ESERCIZIO:
Raccogli tutte le righe riportate qui sotto in cui compare la parola "rope".

DATI DI PARTENZA:
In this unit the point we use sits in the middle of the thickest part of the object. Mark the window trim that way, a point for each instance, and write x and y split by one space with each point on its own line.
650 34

==

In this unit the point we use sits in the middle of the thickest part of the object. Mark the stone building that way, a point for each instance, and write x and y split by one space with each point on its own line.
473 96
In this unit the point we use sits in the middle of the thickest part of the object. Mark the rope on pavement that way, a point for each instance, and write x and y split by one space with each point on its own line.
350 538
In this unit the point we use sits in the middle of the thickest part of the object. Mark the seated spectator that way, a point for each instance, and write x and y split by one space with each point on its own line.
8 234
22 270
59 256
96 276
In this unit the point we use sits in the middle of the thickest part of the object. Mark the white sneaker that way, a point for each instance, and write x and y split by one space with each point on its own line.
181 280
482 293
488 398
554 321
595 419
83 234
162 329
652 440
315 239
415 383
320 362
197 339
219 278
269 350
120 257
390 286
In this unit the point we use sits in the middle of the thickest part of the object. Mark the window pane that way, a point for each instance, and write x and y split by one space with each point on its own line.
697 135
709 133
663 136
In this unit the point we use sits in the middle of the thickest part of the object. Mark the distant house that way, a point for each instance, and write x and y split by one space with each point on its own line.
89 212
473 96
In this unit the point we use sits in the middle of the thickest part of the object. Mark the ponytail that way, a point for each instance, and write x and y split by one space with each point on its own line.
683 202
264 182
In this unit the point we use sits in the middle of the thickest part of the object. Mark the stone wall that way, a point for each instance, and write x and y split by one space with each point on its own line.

RISPOSTA:
In this unit the point we use sits in the middle of the thickest part of the object. Mark the rope on pavement that way, a point for each instance, and write x and y split by one space with each point on its own line.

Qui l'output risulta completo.